• _Material for the task_
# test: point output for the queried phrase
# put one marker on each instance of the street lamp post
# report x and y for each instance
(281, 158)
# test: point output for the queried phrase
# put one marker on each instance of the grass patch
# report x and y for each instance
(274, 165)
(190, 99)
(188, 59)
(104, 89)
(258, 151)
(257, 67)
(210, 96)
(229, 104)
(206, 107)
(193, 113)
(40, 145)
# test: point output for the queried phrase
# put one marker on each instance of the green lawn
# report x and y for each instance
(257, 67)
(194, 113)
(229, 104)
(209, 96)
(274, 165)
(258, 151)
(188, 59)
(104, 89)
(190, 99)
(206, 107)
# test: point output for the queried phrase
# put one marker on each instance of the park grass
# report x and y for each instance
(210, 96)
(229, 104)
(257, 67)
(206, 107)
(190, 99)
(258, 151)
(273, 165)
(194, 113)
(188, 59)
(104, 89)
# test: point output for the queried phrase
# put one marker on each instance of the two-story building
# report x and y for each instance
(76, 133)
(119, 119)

---

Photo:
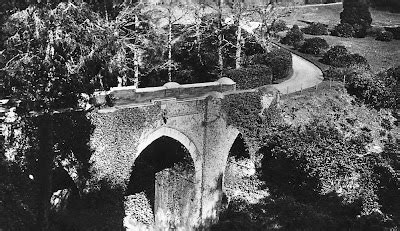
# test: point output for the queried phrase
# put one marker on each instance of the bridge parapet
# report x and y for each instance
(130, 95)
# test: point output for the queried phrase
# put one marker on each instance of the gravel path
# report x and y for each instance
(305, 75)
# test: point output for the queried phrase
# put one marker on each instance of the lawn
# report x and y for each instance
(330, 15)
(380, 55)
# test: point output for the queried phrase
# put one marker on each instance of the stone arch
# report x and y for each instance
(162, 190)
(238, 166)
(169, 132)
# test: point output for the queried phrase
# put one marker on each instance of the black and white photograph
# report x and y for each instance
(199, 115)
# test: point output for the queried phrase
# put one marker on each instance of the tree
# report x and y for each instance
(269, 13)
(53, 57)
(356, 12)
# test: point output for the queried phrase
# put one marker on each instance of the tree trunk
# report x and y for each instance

• _Exercise_
Throughout the material above, find lines holding the word "lawn", then copy them.

• _Result_
# put one marker on each instance of the green lawn
# put one marker on each instance of the lawn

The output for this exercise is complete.